====== RECORD LIST ======
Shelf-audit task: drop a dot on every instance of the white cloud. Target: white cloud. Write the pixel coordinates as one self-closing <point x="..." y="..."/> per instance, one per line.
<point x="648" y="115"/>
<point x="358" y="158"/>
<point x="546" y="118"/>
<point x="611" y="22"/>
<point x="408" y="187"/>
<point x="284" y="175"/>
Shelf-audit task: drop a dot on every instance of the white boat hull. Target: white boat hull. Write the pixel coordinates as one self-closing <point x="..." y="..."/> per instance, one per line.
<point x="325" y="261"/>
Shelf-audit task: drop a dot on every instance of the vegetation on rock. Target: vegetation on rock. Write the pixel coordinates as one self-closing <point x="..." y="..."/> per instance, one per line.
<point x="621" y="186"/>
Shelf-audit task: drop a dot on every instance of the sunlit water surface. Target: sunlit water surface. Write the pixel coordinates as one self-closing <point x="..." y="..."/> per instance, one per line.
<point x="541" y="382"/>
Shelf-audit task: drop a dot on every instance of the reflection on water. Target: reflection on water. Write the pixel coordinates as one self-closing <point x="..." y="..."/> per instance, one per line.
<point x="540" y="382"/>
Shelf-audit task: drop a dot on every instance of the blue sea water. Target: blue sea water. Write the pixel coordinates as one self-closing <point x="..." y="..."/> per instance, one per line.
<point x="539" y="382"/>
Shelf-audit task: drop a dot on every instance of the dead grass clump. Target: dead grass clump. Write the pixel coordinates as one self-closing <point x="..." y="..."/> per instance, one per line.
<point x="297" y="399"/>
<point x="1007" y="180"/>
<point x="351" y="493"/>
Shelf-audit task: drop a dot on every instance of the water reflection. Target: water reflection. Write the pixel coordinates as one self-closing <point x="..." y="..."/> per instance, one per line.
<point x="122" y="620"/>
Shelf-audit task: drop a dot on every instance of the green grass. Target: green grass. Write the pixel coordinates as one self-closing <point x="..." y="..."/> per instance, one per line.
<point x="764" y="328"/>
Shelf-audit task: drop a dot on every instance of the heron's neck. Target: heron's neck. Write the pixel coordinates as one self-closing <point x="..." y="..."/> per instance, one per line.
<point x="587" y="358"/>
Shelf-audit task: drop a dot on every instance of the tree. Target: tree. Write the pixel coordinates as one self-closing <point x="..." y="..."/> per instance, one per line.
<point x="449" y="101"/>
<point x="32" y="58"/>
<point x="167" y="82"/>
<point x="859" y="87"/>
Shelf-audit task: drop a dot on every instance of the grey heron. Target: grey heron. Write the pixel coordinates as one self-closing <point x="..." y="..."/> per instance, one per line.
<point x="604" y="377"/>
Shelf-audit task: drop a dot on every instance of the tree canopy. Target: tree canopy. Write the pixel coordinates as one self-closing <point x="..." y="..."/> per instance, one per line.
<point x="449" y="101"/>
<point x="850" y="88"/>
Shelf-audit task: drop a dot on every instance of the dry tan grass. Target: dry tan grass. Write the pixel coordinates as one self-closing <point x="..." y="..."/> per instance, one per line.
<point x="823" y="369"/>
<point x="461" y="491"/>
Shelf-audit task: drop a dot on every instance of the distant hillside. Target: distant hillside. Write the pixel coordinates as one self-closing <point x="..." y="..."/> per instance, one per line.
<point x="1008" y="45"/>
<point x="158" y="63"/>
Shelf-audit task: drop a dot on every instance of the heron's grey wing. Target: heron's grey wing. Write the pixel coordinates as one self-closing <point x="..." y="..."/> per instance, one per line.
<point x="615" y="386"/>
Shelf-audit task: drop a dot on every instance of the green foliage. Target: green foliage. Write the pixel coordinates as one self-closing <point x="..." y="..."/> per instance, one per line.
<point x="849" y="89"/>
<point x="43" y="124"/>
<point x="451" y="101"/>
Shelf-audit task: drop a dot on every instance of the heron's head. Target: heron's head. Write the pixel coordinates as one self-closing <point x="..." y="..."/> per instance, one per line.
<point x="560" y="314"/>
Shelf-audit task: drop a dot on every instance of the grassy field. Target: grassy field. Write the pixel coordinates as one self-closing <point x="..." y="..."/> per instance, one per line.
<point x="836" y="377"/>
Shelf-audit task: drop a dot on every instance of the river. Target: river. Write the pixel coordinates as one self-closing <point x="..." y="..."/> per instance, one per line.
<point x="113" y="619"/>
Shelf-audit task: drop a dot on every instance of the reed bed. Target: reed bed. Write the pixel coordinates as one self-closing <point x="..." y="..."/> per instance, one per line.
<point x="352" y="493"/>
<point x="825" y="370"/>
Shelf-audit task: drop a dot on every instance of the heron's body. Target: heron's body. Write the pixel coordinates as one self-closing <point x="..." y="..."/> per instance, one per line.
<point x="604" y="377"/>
======
WHAT TO PRODUCE: Transcribe only the trailing portion of the entries above: the line that contains "Shelf-audit task: drop a dot on every instance of the distant" and each line after it.

SOLUTION FOR THIS PROBLEM:
Shelf-audit task: drop a dot on every instance of the distant hillside. Target: distant hillside. Write the pixel coordinates as one self-closing <point x="..." y="..."/> per instance, one per line.
<point x="1008" y="45"/>
<point x="158" y="63"/>
Shelf-audit task: drop a dot on every instance of the heron's grey wing. Target: heron's grey wing. Write the pixel coordinates as one self-closing <point x="..." y="..."/> per instance, one per line.
<point x="615" y="386"/>
Shelf-audit task: drop a dot on every instance of the green foliage. Target: green foliage. Write the pixel coordinates as one self-closing <point x="..." y="..."/> per instance, one per line.
<point x="849" y="89"/>
<point x="43" y="124"/>
<point x="451" y="101"/>
Shelf-audit task: drop a dot on every instance of the heron's head. Target: heron's head. Write the pixel coordinates as one self-closing <point x="..." y="..."/> per instance, one per line.
<point x="560" y="314"/>
Shelf-audit task: drop a dot on every instance of the grassy field. Target: grassy field. Write the pixel coordinates as one self-closing <point x="..." y="..."/> per instance, one per line.
<point x="836" y="377"/>
Shelf-audit task: drop a dot on every instance of the river. Target: river. Write the pixel coordinates as one self-closing <point x="..." y="..."/> per instance, one per line.
<point x="113" y="619"/>
Shelf-audit task: drop a dot on every instance of the reed bed. Target: reed bed. Write the pixel coordinates as one self-closing <point x="..." y="..."/> per instance, one per line.
<point x="352" y="493"/>
<point x="825" y="370"/>
Shelf-audit task: drop a dot on every instance of the heron's body. Target: heron's body. Write the pixel coordinates as one self-closing <point x="..." y="..."/> per instance, one per line.
<point x="604" y="377"/>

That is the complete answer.